** START Record excerpts **

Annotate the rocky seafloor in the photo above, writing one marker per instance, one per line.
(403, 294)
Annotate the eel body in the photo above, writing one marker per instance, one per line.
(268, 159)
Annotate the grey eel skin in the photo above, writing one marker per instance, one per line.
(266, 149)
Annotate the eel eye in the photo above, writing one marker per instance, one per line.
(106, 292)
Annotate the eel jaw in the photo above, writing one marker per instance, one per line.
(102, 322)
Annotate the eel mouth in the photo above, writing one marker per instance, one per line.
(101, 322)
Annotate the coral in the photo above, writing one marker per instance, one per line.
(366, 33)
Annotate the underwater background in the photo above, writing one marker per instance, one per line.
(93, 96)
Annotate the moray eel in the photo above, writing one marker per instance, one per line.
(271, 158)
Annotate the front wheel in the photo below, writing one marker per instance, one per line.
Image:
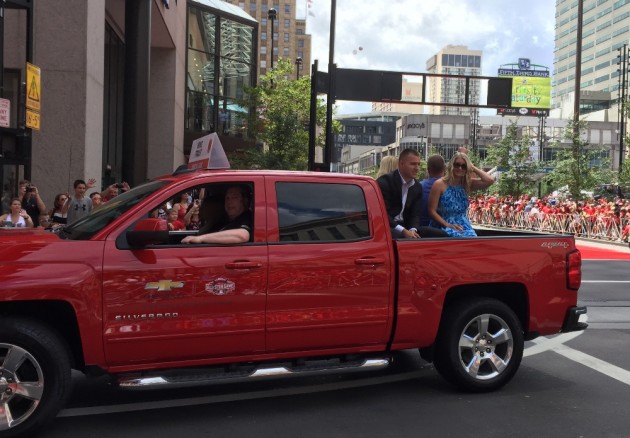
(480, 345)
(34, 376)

** END Record excerpts **
** START Record excerpts **

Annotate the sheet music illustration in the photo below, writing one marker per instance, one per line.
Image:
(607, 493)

** END Record excerpts **

• [Short problem]: Extract every line of the material above that contains the string "below", matching case exactly, and copy each of those lines in full.

• [Exercise answer]:
Annotate the front wheel in the photo below, writing one marker per instance, one per line.
Annotate the sheet music illustration in the photo below, writing one marker per instance, one per line.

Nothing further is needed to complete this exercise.